— START OF Excerpt to read —

Go Back  PPRuNe Forums > Ground & Other Ops Forums > ATC Issues
Reload this Page >

All London airspace closed

Wikiposts
Search
ATC Issues A place where pilots may enter the 'lions den' that is Air Traffic Control in complete safety and find out the answers to all those obscure topics which you always wanted to know the answer to but were afraid to ask.

All London airspace closed

Thread Tools
 
Search this Thread
 
Old 18th Dec 2014, 16:16
  #121 (permalink)  
 
Join Date: Apr 2014
Location: London
Posts: 148
Likes: 0
Received 0 Likes on 0 Posts
stanprice says: "As the Software Engineer responsible for acceptance of the 9020 software by NATS in 1974..."

Who says there isn't a God? This is what I asked for in #56, page 3.

It might be a good idea, Stanprice, if you were to approach the Transport Select Committee (#117. page 6) with a view to sending in evidence, or possibly attending a session.

What other little surprises could this software have in store?
Downwind Lander is offline  
Old 18th Dec 2014, 16:40
  #122 (permalink)

— END OF Excerpt to read —
— START OF Data records —

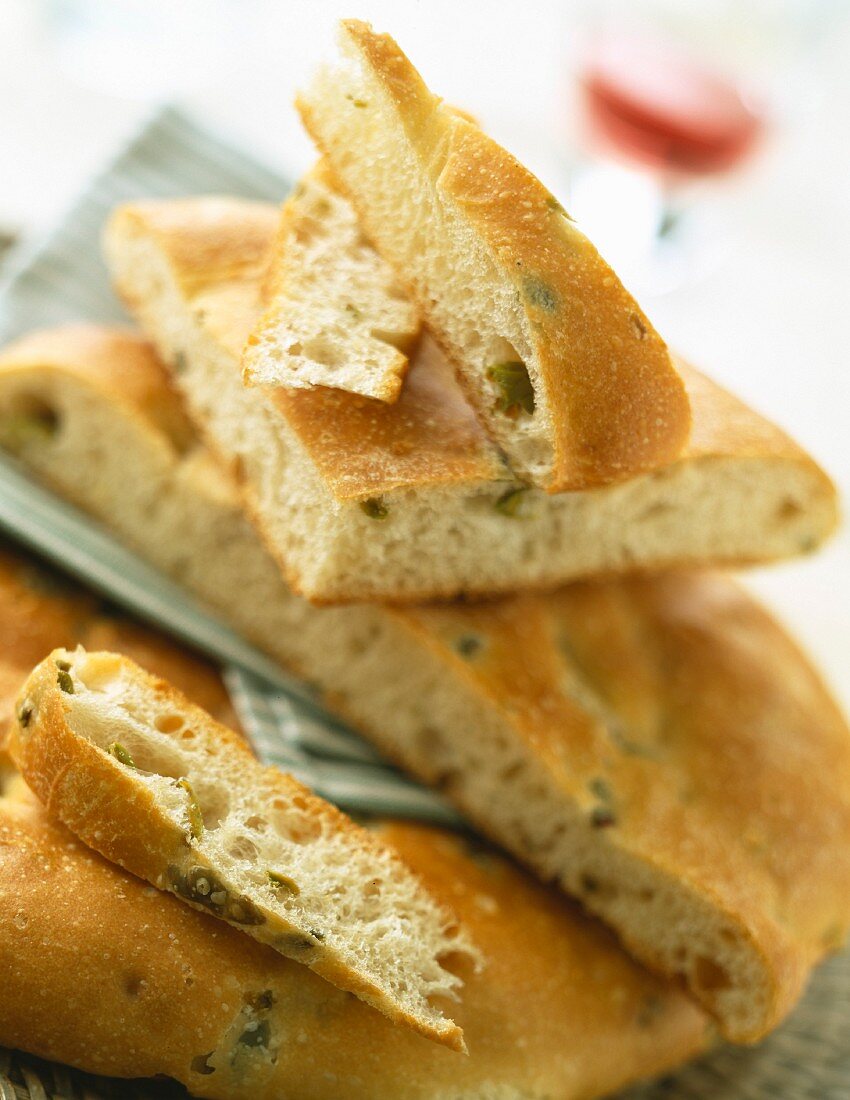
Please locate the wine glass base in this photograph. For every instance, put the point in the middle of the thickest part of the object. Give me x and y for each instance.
(654, 243)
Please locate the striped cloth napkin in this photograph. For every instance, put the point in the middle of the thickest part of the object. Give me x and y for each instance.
(808, 1058)
(65, 279)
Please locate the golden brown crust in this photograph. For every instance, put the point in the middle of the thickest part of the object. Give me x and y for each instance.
(726, 757)
(429, 436)
(196, 235)
(41, 611)
(101, 971)
(616, 403)
(107, 805)
(111, 360)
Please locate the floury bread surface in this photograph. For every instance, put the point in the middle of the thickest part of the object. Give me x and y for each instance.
(566, 372)
(360, 499)
(151, 781)
(659, 747)
(339, 316)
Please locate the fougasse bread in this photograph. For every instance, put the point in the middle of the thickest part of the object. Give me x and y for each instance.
(338, 315)
(101, 971)
(562, 365)
(361, 499)
(154, 783)
(659, 746)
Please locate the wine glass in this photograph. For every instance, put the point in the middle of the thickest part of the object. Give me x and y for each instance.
(673, 103)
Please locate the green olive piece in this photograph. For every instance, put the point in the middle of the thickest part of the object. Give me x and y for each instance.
(278, 881)
(192, 809)
(509, 504)
(118, 750)
(374, 508)
(540, 294)
(515, 387)
(200, 1064)
(256, 1034)
(66, 684)
(603, 817)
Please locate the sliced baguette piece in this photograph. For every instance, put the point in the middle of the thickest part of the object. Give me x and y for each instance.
(100, 971)
(339, 316)
(361, 501)
(558, 359)
(151, 781)
(725, 759)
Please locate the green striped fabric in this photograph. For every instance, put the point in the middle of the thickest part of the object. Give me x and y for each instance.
(808, 1058)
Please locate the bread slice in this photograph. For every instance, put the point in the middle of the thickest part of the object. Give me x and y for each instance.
(157, 988)
(359, 499)
(559, 360)
(339, 317)
(152, 782)
(722, 853)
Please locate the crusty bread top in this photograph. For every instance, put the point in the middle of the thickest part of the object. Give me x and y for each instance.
(41, 609)
(151, 781)
(338, 316)
(462, 219)
(183, 994)
(105, 356)
(363, 448)
(679, 711)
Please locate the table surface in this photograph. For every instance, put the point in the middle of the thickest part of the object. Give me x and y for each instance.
(772, 322)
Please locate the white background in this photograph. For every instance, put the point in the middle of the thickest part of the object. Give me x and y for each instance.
(772, 322)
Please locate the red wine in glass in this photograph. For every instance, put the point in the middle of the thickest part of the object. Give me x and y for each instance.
(650, 102)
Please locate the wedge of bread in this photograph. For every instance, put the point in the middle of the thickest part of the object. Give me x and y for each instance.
(157, 988)
(359, 499)
(339, 316)
(42, 609)
(659, 747)
(571, 378)
(154, 783)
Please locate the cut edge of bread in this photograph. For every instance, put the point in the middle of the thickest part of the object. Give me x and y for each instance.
(338, 316)
(152, 782)
(558, 359)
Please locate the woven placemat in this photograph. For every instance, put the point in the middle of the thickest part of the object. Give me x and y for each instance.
(808, 1058)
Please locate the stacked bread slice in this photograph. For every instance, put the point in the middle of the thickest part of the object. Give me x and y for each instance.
(421, 382)
(159, 988)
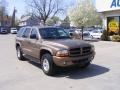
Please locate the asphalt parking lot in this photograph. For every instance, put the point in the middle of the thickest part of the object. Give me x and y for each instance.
(103, 74)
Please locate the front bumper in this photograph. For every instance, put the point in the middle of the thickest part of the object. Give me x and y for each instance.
(69, 61)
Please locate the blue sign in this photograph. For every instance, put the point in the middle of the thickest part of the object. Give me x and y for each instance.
(115, 3)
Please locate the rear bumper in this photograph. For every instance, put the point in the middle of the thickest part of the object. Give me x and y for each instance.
(69, 61)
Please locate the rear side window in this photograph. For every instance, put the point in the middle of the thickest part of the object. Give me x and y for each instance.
(20, 32)
(26, 33)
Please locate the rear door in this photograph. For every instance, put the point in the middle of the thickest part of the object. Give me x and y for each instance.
(34, 43)
(26, 41)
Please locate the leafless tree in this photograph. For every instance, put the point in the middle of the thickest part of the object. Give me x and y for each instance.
(43, 9)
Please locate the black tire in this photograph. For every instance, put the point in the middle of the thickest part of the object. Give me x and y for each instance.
(19, 53)
(84, 65)
(50, 68)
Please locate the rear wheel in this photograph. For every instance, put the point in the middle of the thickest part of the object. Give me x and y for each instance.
(19, 53)
(48, 65)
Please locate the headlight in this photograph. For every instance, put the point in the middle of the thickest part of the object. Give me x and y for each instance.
(62, 53)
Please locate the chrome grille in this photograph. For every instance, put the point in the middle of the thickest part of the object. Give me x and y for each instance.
(80, 51)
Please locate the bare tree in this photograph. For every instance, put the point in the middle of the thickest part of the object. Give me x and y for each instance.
(43, 9)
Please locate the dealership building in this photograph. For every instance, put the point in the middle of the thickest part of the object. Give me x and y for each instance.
(110, 10)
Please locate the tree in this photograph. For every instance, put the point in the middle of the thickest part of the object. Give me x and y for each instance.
(84, 14)
(44, 9)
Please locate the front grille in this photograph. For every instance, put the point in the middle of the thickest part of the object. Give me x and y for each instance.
(80, 51)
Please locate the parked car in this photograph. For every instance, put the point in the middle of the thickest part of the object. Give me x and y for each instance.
(87, 36)
(3, 30)
(52, 47)
(96, 34)
(13, 31)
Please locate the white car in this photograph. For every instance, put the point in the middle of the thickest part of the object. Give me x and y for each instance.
(13, 31)
(96, 34)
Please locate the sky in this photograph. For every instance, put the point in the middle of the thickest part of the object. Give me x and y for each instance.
(20, 5)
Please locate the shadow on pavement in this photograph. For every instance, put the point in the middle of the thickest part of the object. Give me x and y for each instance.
(77, 73)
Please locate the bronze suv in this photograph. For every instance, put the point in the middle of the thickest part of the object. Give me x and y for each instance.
(52, 47)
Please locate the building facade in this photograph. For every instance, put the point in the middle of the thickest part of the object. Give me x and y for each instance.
(110, 10)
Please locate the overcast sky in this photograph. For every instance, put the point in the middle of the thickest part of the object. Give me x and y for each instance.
(20, 5)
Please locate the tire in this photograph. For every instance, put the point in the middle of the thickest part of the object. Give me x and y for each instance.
(19, 53)
(85, 65)
(48, 65)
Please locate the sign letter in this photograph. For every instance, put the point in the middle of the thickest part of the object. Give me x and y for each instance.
(113, 3)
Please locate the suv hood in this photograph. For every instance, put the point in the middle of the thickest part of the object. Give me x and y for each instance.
(66, 43)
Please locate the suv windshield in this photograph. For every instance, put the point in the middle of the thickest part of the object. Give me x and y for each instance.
(53, 33)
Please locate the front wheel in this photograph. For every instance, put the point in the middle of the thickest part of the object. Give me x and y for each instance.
(19, 53)
(48, 65)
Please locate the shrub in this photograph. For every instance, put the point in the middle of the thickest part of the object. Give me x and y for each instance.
(104, 36)
(116, 38)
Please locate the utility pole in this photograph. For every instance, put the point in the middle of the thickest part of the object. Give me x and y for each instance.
(82, 32)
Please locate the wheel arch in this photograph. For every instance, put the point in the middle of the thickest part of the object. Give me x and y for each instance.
(43, 51)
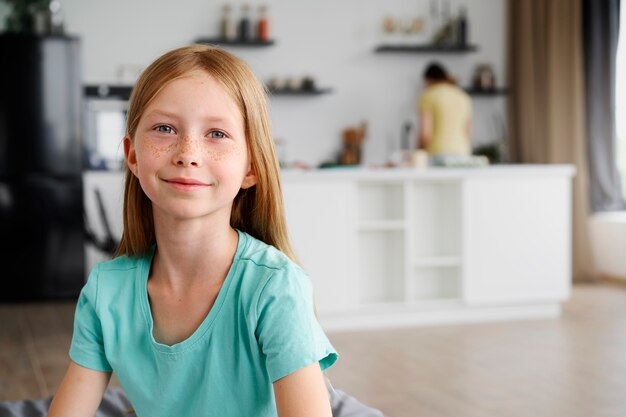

— END OF Data records —

Task to complete:
Set down everything from "Who says there" down to "#122 (permalink)" in the forum thread above on the London airspace closure.

Task solution:
Who says there isn't a God? This is what I asked for in #56, page 3.

It might be a good idea, Stanprice, if you were to approach the Transport Select Committee (#117. page 6) with a view to sending in evidence, or possibly attending a session.

What other little surprises could this software have in store?
Downwind Lander is offline  
Old 18th Dec 2014, 16:40
  #122 (permalink)